In [1]:
# -----------------------------
# MNIST DIGIT CLASSIFIER (PyTorch)
# -----------------------------

import torch
import torch.nn as nn #neural network superclass
from torchvision import datasets, transforms #gives ready to use datasets and preprocessing tools
import torch.optim as optim #imports optimization algorithms from torch
from torch.utils.data import DataLoader #streamlines process of loading data

In [2]:
# -----------------------------
# 1. LOAD DATA
# Transforms are preprocessing steps that get applied automatically to every image you load from a dataset. 
# Think of transforms as a recipe that says:

# “Every time you give me an image, do X, then Y, then Z to it.”
# “For every MNIST image: convert it to a PyTorch tensor.
# MNIST images come in as PIL images (Python Imaging Library).

# But your neural network expects tensors.
# -----------------------------
transform = transforms.Compose([
    transforms.ToTensor()

**Short problem**
Retype the MNIST classifier notebook in full, keeping every character, line break, and comment unchanged. The listing that comes next has no connection to the MNIST classifier notebook.

**Data block**
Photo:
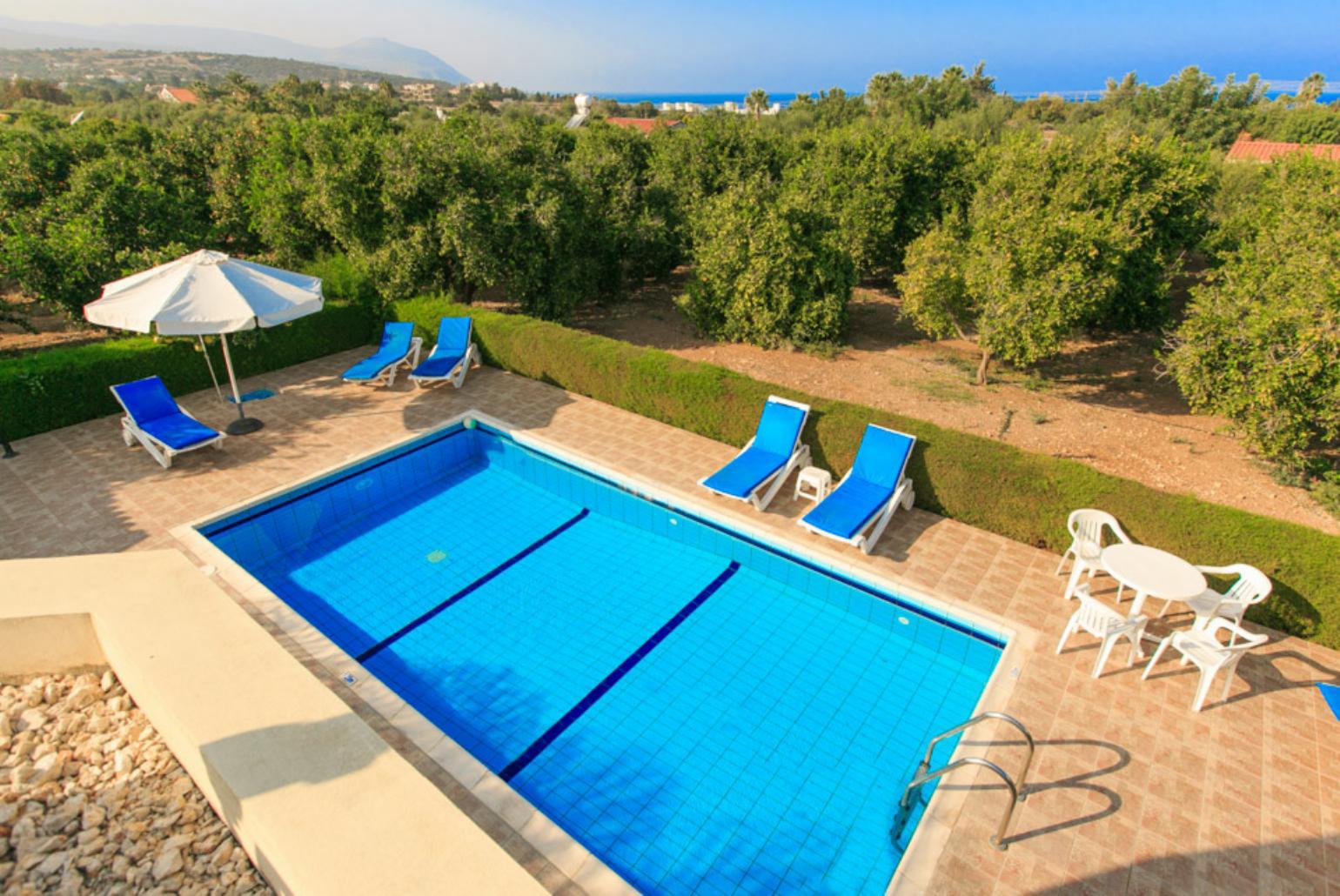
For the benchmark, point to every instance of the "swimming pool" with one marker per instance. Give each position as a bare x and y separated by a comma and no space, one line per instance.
699,709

**Response below**
In [1]:
# -----------------------------
# MNIST DIGIT CLASSIFIER (PyTorch)
# -----------------------------

import torch
import torch.nn as nn #neural network superclass
from torchvision import datasets, transforms #gives ready to use datasets and preprocessing tools
import torch.optim as optim #imports optimization algorithms from torch
from torch.utils.data import DataLoader #streamlines process of loading data

In [2]:
# -----------------------------
# 1. LOAD DATA
# Transforms are preprocessing steps that get applied automatically to every image you load from a dataset. 
# Think of transforms as a recipe that says:

# “Every time you give me an image, do X, then Y, then Z to it.”
# “For every MNIST image: convert it to a PyTorch tensor.
# MNIST images come in as PIL images (Python Imaging Library).

# But your neural network expects tensors.
# -----------------------------
transform = transforms.Compose([
    transforms.ToTensor()